> [What you need to do]
Can you copy the text of each item below word for word, without including the pictures?

Entries from a dataset
──────
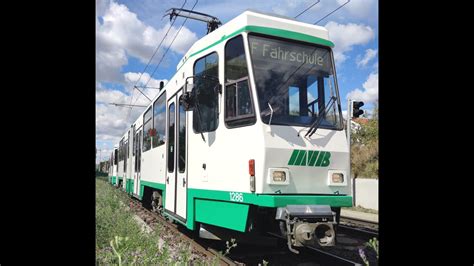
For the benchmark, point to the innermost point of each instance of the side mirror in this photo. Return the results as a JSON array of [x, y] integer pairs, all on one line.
[[188, 88], [356, 111], [188, 101]]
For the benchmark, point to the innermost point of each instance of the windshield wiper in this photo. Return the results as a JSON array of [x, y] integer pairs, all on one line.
[[316, 123], [199, 120]]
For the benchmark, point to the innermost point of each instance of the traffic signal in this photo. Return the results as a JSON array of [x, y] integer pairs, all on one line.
[[356, 112]]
──────
> [Solution for this problem]
For the benchmark, point to the innermost point of each instance of the side mirror in this photo. Return the results as a JSON array of [x, y] integer pairs, all on one line.
[[188, 88], [356, 111], [188, 101]]
For the benchmark, point to the innermost point of each instance of the windshield wiper in this photo. Return the results as a JSON array of [x, y] integer pairs, all on one line.
[[316, 123], [199, 120]]
For the benchmark, point to the innermost point of each instance of the traffic signal in this photo. Return the results as a JSON array of [x, y] integer pairs, all on one line.
[[356, 112]]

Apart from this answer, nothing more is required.